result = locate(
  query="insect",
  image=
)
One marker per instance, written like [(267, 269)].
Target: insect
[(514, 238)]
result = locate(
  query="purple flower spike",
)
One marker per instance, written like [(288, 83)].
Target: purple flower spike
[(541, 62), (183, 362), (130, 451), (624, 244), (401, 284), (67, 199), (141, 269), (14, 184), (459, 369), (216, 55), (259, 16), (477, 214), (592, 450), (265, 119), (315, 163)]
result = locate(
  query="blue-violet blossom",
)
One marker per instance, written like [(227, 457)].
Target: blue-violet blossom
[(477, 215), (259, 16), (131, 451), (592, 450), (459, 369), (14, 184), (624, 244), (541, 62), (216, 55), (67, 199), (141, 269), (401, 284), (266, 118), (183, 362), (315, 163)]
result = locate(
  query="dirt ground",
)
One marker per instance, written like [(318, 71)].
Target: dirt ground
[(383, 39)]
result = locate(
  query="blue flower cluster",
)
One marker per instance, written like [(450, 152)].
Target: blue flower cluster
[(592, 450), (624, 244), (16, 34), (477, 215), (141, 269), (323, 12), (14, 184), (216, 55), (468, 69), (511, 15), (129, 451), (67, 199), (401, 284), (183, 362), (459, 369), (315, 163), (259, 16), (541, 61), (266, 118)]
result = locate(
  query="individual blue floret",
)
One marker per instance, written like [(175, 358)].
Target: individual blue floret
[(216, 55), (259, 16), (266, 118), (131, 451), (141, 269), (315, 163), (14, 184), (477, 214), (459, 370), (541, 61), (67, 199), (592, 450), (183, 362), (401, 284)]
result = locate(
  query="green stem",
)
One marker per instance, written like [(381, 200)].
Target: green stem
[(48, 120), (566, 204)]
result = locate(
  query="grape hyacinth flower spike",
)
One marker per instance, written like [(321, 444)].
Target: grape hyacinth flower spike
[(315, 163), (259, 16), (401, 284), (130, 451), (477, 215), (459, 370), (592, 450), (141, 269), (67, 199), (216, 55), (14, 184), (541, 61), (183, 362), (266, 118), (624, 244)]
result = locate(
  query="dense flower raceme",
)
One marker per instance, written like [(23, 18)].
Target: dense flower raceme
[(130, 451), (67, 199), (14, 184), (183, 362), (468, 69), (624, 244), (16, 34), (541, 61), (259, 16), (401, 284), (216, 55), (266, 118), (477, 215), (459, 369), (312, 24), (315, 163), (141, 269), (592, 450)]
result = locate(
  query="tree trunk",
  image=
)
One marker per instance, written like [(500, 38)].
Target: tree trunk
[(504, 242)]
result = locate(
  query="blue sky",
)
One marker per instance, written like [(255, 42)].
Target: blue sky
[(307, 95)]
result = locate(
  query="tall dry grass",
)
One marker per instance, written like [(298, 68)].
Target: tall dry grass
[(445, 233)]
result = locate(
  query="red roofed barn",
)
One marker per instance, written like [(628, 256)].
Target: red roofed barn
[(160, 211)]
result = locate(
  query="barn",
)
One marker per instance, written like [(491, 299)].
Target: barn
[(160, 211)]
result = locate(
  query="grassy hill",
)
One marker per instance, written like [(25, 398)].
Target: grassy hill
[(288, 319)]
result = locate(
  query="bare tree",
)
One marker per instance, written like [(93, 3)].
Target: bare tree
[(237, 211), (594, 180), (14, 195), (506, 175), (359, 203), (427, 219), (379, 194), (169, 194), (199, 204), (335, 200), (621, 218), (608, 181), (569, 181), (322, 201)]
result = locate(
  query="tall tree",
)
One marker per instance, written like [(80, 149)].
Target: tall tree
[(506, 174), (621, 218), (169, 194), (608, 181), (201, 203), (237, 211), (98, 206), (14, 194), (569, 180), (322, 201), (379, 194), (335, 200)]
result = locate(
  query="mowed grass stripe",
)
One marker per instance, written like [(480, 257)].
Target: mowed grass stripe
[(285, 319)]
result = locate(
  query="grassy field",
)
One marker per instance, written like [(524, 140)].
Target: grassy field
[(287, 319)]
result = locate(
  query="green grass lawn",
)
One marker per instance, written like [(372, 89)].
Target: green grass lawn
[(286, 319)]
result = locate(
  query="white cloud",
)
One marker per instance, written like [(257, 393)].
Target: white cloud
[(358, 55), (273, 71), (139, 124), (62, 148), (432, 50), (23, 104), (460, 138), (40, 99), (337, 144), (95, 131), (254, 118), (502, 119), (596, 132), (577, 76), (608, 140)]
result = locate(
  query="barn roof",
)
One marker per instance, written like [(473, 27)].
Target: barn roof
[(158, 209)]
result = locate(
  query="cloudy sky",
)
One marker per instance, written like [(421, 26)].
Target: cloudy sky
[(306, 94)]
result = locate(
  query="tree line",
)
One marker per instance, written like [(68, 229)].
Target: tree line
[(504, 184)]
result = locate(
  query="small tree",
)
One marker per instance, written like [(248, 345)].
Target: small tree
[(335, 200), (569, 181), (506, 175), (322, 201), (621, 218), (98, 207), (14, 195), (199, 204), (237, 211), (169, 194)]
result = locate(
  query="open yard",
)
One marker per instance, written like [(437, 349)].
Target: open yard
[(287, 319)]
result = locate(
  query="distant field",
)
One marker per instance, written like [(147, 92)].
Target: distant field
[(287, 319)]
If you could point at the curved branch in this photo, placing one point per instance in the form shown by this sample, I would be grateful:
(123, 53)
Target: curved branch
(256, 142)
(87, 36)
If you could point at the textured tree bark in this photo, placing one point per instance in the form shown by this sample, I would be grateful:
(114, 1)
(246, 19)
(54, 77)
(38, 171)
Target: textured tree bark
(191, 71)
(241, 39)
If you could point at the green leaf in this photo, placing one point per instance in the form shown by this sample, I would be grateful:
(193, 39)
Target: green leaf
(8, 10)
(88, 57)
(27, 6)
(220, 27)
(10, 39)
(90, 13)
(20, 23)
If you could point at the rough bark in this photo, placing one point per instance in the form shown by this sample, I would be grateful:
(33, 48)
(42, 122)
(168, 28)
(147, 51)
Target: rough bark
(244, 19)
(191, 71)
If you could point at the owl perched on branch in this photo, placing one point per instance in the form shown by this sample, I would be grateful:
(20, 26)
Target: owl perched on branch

What the task requires
Having read the records, return each one exactly.

Answer for the task
result = locate(
  query="insect",
  image=
)
One marker per instance, written like [(267, 269)].
Target: insect
[(514, 238)]
result = locate(
  query="purple flower spike",
)
One marker per instance, written like [(288, 83)].
Target: purple flower spike
[(541, 62), (183, 362), (130, 451), (624, 244), (401, 284), (67, 199), (141, 269), (14, 184), (459, 369), (216, 55), (259, 16), (477, 214), (592, 450), (265, 119), (315, 163)]
result = locate(
  query="blue-violet blossom",
)
One marker per instance, written like [(227, 457)].
Target: blue-violet blossom
[(477, 215), (259, 16), (131, 451), (592, 450), (459, 369), (14, 184), (624, 244), (541, 62), (216, 55), (67, 199), (141, 269), (401, 284), (266, 118), (183, 362), (315, 163)]
result = locate(
  query="dirt ground",
)
One marker per instance, written like [(318, 71)].
Target: dirt ground
[(383, 39)]
result = locate(
  query="blue flower cluster",
)
One marker per instance, written like [(450, 152)].
Target: blue flower cluster
[(592, 450), (624, 244), (16, 34), (477, 215), (141, 269), (323, 12), (14, 184), (216, 55), (468, 69), (511, 15), (129, 451), (67, 199), (401, 284), (183, 362), (459, 369), (315, 163), (259, 16), (541, 61), (266, 118)]
result = locate(
  query="individual blue floret",
)
One marker per instance, written like [(175, 358)].
Target: individual blue floret
[(216, 55), (259, 16), (266, 118), (131, 451), (141, 269), (315, 163), (14, 184), (477, 214), (459, 370), (541, 61), (67, 199), (592, 450), (183, 362), (401, 284)]
result = locate(
  query="green stem",
)
One marker per instance, written like [(381, 200)].
Target: green stem
[(48, 120), (566, 204)]
result = locate(
  query="grape hyacinth flower spike",
)
One marker per instance, written like [(321, 444)].
Target: grape hyacinth flower spike
[(315, 163), (259, 16), (401, 284), (130, 451), (477, 215), (459, 370), (592, 450), (141, 269), (67, 199), (216, 55), (14, 184), (541, 61), (183, 362), (266, 118), (624, 244)]
result = locate(
  query="dense flower raceme",
)
One marker per instance, written like [(23, 18)].
Target: dense flower raceme
[(130, 451), (67, 199), (14, 184), (183, 362), (468, 69), (624, 244), (16, 34), (541, 61), (259, 16), (401, 284), (216, 55), (266, 118), (477, 215), (459, 369), (312, 24), (315, 163), (141, 269), (592, 450)]
result = locate(
  query="tree trunk",
  image=
)
One marker per instance, written like [(500, 38)].
Target: tree trunk
[(504, 242)]
result = locate(
  query="blue sky",
)
One marker per instance, written like [(255, 42)].
Target: blue sky
[(307, 95)]
result = locate(
  query="tall dry grass",
)
One marker per instance, written like [(298, 68)].
Target: tall dry grass
[(445, 233)]
result = locate(
  query="red roofed barn",
)
One marker per instance, written like [(628, 256)].
Target: red roofed barn
[(160, 211)]
result = locate(
  query="barn",
)
One marker per instance, written like [(491, 299)].
Target: barn
[(160, 211)]
result = locate(
  query="grassy hill",
)
One marker per instance, written like [(25, 398)].
Target: grassy hill
[(288, 319)]
result = locate(
  query="bare tree",
)
One marker per instance, written like [(93, 3)].
Target: bare tree
[(237, 211), (594, 180), (14, 195), (506, 175), (359, 203), (427, 219), (379, 194), (169, 194), (199, 204), (335, 200), (621, 218), (608, 181), (569, 181), (322, 201)]
result = locate(
  query="tall tree",
)
One marker per instance, written like [(80, 149)].
Target: tall tree
[(506, 174), (621, 218), (169, 194), (608, 181), (201, 203), (237, 211), (98, 206), (14, 194), (569, 180), (322, 201), (379, 194), (335, 200)]
result = locate(
  query="mowed grass stripe",
)
One marker per instance, written like [(480, 257)].
Target: mowed grass stripe
[(285, 319)]
result = locate(
  query="grassy field",
)
One marker per instance, written like [(524, 140)].
Target: grassy field
[(287, 319)]
result = locate(
  query="green grass lawn",
)
One marker per instance, written like [(372, 89)].
Target: green grass lawn
[(286, 319)]
result = locate(
  query="white cloud",
)
One marker per instance, written like [(257, 393)].
Target: white cloud
[(358, 55), (273, 71), (139, 124), (62, 148), (432, 50), (23, 104), (460, 138), (40, 99), (337, 144), (95, 131), (254, 118), (502, 119), (596, 132), (577, 76), (608, 140)]
result = locate(
  query="barn roof",
)
One marker per instance, written like [(473, 27)].
Target: barn roof
[(158, 209)]
result = locate(
  query="cloudy sky",
)
One marker per instance, written like [(421, 26)].
Target: cloudy sky
[(306, 94)]
result = locate(
  query="tree line",
)
One marker per instance, written like [(68, 229)].
Target: tree line
[(504, 184)]
result = locate(
  query="small tree",
)
One marker per instance, written like [(248, 345)].
Target: small tree
[(335, 200), (569, 181), (506, 175), (322, 201), (621, 218), (98, 207), (14, 195), (199, 204), (237, 211), (169, 194)]
result = locate(
  query="open yard",
)
One marker per instance, written like [(437, 349)].
Target: open yard
[(287, 319)]
result = locate(
  query="distant field",
)
One marker per instance, written like [(147, 92)].
Target: distant field
[(287, 319)]
If you could point at the curved branch in this photo, placing one point per instance in the form shown by this sample, I would be grateful:
(123, 53)
Target: curved branch
(256, 142)
(87, 36)
If you could point at the textured tree bark in this photo, placing one point per instance in the form shown by this sample, I would be grateful:
(114, 1)
(246, 19)
(54, 77)
(38, 171)
Target: textured tree bark
(191, 71)
(241, 39)
If you could point at the green leaf in this photo, placing one point per instance in the form shown by this sample, I would be grateful:
(193, 39)
Target: green leaf
(8, 10)
(88, 57)
(27, 6)
(220, 27)
(10, 39)
(90, 13)
(20, 23)
If you could point at the rough bark in this photo, placing one point per instance in the form shown by this sample, I would be grateful:
(33, 48)
(42, 122)
(168, 28)
(147, 51)
Target: rough bark
(244, 19)
(191, 71)
If you could point at the owl perched on branch in this photo, placing one point per instance in the form shown by this sample, I would be grateful:
(20, 26)
Target: owl perched on branch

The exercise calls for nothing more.